Text segment
--------------------------------
Jesus and Ronald Reagan
*Why no picture: I have tried to find a picture of Ronald Reagan that would fit here but none will be allowed due to limitations of size (number of pixels).*
*Note: If you comment, do not include any links or photos. Also, please keep it calm. Thank you.*
*Note: Kristin du Mez is annoyed that some men are reviewing her book without reading it—as she should be. But, as I have here before, with other books, I am reviewing it as I read it. I earlier responded to an interview with Du Mez, but I did not there say I was responding to the book. My immediately preceding post, “Jesus and Roy Rogers,” was the beginning of my review series. What follows here is the second part of the review and I am reading the book.*
I am continuing a series about the background to white American evangelicals’ love affair with Donald Trump and the Trumpist Republican Party using Kristin Kobe Du Mez’s book “Jesus and John Wayne.” However, you don’t have to read the book to understand what I say here and in this series generally. However, it would help. I highly recommend a critical reading of the book. It is an insightful, if somewhat biased (IMHO), perspective on the subject.
The first post in this series was the most recent one: “Jesus and Roy Rogers.” You might want to begin by reading that one. Here I am responding to Chapter Two: “John Wayne Will Save Your Ass.” (That’s part of a quote; the longer version is “Jesus will save your soul, but John Wayne will save your ass.”)
In Chapter Two Du Mez (or is it Kobe Du Mez?) tells her story, based on her research, of white American evangelicalism and politics in the 1950s through the 1980s. I’m sure there is more of the story yet to come in the book.
Du Mez knows the facts, the events, from her research; I lived through the events she recounts as facts. I won’t quarrel with her facts. All I want to say is that it is one thing to study them and something else to live through them.
--------------------------------
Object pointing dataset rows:

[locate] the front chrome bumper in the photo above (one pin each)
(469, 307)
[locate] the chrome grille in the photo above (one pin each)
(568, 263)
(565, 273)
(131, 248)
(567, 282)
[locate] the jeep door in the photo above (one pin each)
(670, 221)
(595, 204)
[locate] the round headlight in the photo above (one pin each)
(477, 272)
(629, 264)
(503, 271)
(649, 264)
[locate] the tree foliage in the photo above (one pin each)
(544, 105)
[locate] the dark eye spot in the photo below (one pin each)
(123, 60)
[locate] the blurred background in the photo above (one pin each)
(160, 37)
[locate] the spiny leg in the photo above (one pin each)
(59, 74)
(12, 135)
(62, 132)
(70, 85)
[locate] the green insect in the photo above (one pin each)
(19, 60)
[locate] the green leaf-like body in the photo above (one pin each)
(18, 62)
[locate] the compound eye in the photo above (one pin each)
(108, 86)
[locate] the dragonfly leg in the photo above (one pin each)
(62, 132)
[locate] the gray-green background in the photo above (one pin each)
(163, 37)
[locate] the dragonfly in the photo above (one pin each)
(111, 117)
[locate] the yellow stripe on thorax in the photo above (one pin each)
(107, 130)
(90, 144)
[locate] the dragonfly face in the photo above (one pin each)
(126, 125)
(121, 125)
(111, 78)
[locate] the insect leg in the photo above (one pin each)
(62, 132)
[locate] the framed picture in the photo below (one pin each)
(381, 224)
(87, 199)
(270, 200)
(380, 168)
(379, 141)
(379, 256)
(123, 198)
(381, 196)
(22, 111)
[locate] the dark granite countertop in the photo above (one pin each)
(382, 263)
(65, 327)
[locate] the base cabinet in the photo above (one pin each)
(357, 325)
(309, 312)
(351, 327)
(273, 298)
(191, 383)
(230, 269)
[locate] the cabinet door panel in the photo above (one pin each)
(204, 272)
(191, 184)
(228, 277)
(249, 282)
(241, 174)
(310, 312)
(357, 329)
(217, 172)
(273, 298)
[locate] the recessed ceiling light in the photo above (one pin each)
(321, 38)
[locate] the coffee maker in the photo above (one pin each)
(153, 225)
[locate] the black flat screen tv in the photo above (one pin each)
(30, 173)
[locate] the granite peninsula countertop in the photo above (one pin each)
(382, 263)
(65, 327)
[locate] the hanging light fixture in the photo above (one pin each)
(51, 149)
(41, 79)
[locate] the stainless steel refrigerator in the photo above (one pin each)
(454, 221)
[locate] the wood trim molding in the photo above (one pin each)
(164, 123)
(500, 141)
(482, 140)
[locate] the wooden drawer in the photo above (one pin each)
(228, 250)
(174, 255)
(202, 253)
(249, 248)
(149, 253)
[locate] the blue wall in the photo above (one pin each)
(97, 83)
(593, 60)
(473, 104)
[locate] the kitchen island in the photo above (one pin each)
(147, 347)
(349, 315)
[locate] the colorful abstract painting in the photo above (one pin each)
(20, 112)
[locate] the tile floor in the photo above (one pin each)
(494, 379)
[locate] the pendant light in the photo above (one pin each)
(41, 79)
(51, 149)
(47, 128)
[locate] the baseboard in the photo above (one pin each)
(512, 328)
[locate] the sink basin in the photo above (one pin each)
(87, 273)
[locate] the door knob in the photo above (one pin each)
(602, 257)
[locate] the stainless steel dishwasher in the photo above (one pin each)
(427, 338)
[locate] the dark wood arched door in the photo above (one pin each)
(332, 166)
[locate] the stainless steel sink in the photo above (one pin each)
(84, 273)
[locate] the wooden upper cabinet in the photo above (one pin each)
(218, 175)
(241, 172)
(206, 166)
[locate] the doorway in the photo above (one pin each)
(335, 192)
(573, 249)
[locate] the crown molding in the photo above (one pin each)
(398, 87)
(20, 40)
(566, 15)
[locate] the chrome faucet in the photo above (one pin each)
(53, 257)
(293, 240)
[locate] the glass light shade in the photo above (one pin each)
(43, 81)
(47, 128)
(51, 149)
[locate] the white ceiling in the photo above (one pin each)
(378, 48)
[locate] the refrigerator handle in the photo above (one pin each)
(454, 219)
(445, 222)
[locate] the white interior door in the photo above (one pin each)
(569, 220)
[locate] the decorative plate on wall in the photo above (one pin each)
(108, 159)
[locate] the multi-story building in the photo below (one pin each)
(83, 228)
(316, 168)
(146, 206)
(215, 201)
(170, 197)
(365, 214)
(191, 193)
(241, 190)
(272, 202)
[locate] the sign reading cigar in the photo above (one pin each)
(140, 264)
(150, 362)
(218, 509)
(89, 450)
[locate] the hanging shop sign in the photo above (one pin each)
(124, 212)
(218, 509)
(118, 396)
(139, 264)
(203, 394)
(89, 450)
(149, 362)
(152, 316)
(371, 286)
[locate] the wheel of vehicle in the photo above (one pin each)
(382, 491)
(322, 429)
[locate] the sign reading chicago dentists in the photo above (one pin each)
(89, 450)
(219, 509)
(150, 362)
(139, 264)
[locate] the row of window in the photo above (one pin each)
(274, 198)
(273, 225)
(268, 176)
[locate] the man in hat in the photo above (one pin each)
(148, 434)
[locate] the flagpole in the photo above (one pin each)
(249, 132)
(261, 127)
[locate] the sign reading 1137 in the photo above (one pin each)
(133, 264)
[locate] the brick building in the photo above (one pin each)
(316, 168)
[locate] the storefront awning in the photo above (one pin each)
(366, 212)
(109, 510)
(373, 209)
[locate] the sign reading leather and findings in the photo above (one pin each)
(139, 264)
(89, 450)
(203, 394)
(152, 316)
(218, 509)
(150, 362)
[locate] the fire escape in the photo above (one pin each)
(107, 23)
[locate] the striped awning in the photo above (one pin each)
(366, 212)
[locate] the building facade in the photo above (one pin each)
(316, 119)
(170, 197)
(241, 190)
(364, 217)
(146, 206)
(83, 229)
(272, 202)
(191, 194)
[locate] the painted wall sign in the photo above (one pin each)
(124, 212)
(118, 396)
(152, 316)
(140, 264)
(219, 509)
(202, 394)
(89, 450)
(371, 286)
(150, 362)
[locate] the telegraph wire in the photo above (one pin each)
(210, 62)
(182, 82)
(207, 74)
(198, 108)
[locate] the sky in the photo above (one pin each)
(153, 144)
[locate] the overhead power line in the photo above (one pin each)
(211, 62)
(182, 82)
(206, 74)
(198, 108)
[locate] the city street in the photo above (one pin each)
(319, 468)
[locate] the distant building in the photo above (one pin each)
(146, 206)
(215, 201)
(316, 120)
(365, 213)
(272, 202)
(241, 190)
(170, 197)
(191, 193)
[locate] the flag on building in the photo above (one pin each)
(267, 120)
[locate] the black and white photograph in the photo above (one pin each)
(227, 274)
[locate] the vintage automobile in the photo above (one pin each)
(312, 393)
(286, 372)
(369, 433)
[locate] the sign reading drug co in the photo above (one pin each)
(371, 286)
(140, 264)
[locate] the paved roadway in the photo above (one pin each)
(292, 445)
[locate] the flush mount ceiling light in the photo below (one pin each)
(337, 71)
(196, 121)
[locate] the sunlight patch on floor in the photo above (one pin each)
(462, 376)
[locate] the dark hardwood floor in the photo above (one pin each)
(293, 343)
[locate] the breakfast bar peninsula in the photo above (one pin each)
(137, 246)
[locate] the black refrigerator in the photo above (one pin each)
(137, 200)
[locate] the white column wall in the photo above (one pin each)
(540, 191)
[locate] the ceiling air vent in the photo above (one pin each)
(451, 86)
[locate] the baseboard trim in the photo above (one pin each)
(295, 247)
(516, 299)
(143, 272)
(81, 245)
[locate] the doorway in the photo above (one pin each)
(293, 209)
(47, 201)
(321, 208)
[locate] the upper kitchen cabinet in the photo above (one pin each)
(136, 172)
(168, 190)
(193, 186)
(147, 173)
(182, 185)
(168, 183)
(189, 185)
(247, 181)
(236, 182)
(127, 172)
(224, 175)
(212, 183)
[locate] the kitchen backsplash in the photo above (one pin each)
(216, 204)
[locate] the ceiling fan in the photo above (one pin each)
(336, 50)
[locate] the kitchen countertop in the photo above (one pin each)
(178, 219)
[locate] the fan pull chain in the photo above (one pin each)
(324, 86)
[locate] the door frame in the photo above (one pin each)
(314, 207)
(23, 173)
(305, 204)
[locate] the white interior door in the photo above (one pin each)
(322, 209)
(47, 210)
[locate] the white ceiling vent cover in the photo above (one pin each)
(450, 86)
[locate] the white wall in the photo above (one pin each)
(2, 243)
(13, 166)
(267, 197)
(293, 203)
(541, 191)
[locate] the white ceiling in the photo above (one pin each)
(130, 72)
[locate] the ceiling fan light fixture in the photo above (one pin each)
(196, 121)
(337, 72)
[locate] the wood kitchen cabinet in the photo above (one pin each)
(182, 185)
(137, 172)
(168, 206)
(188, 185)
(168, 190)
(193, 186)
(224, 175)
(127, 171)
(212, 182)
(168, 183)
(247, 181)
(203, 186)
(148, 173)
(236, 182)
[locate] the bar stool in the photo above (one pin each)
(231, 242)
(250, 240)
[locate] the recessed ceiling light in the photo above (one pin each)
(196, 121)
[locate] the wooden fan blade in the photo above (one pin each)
--------------------------------
The task
Output, word for word, the passage of the Jesus and Ronald Reagan post that begins with the words containing "Du Mez knows" and ends with "live through them.".

Task result
Du Mez knows the facts, the events, from her research; I lived through the events she recounts as facts. I won’t quarrel with her facts. All I want to say is that it is one thing to study them and something else to live through them.